## Task directions:
Copy the text on the Miles aircraft works from "By 1945 there" to "Theale in 1953.", changing "Miles Aircraft" to "The firm".

## Text section:
=======

Miles was given the contract to build Magisters, the military version of the Hawk trainer, for the RAF. In 1940 Miles was awarded the Spitfire Repair and Service contract. At the peak of wartime production in 1940 there was a 7-day 24-hour working week. Extra buses were laid on by the Thames Valley Traction Company to take workers to the Aerodrome. The company employed 8 blind men, some ex- servicemen in 1942, plus lots of women in technical roles assembling gyroscopes. There was also a factory In Liverpool Road and Basingstoke Road, in Reading and a shadow factory in Swindon. A shadow factory helped to disperse production of vital war supplies like aircraft, in case a bombing raid destroyed a major factory.
They took over the derelict Davis Farm near The Falcon Hotel and built a wind tunnel. The government had refused permission, but Miles secretly built it with the help of local builder Harry Russell. It was in use until 1960, according to an article in the Reading Chronicle of 4 July 1986. The land was also used for the Miles Aeronautical and Technical School 1943-9. By 1942-3 the eastern end of the airfield had an officers’ bath house, accommodation for officers and men, a sergeants’ mess, dining and recreation rooms. Some airmen were in Nissen huts in the grounds of Sandford Manor. The No. 10 Flying Instructors’ School was formed from the former No. 8 Elementary Flying Training School in 1942. Instructors took an 8-week course to qualify. The last recorded flight in their logbook was in 1946.
By 1945 there were 5000 people working at Miles. The government gave assurances that they could keep their jobs for 12 months in peace time. Miles Aircraft turned to making civilian aircraft, then went bankrupt in 1947. The winter fuel crisis in January-March 1947 affected production. There was over-manning and poor financial control. There were also post-war restrictions on fuel for private aircraft. Foreign exchange controls made it hard to collect payments for aircraft ordered from overseas. Only 500 people kept their jobs. Some went to work for Handley Page who took over a year later, and some to the Miles Martin Biro Company. Biro production moved to London and Theale in 1953.
Adwest to Arlington Automotive
The 1939 offices of Phillips and Powis, later Miles Aircraft, were taken over by Western Manufacturing Estate in 1948. Western Manufacturing Estate (on the west side of the aircraft factory) took over the manufacture of aircraft parts. It merged with Adamant Engineering to become Adwest in 1955. The business of Adwest was car engineering, aircraft parts, electric motors, railway signalling equipment and printing machinery. In 1963 it became the Adwest Group.

=======

## Available data:

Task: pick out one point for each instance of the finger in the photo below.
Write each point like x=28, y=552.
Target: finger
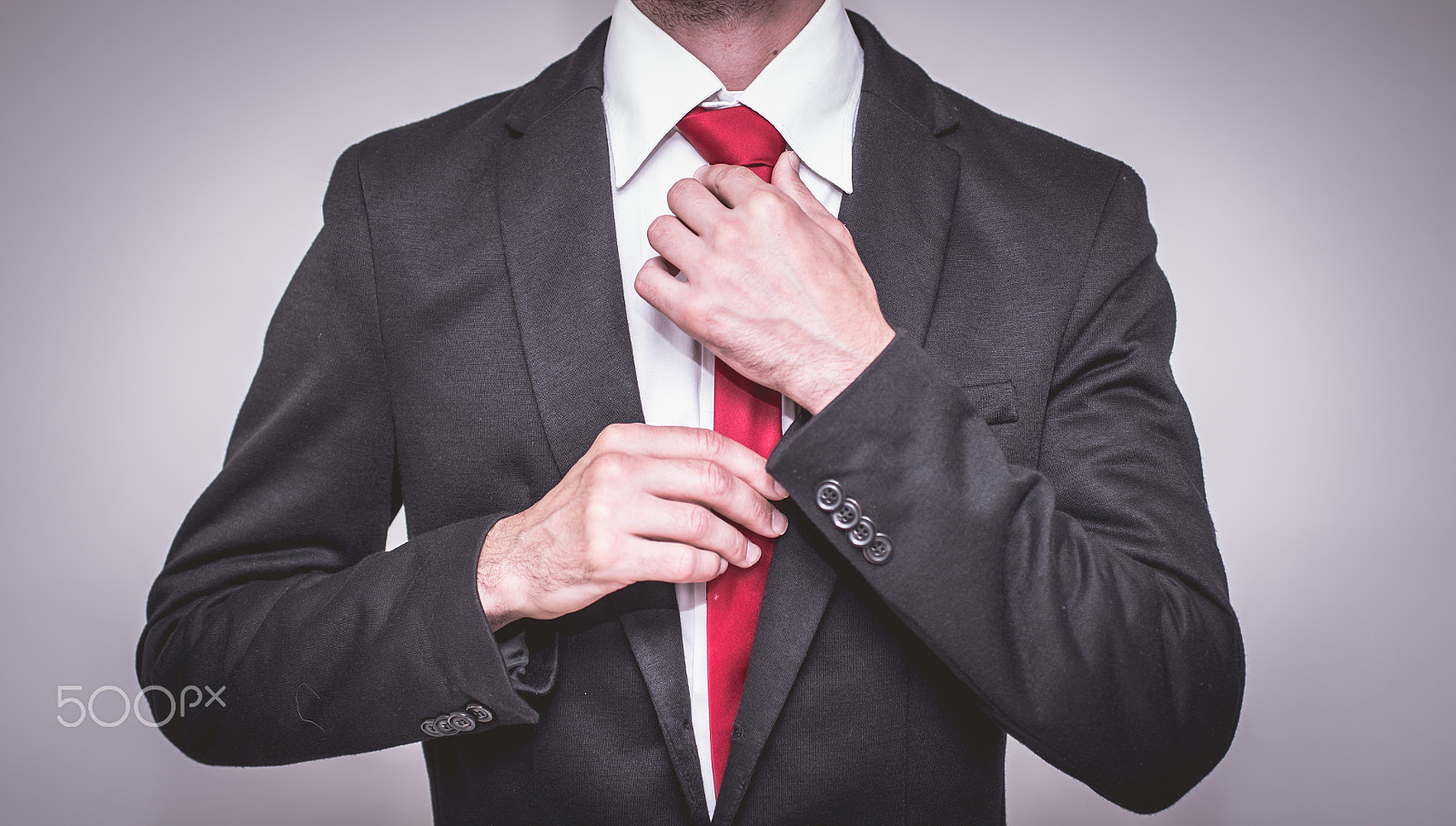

=======

## Answer to the exercise:
By 1945 there were 5000 people working at Miles. The government gave assurances that they could keep their jobs for 12 months in peace time. The firm turned to making civilian aircraft, then went bankrupt in 1947. The winter fuel crisis in January-March 1947 affected production. There was over-manning and poor financial control. There were also post-war restrictions on fuel for private aircraft. Foreign exchange controls made it hard to collect payments for aircraft ordered from overseas. Only 500 people kept their jobs. Some went to work for Handley Page who took over a year later, and some to the Miles Martin Biro Company. Biro production moved to London and Theale in 1953.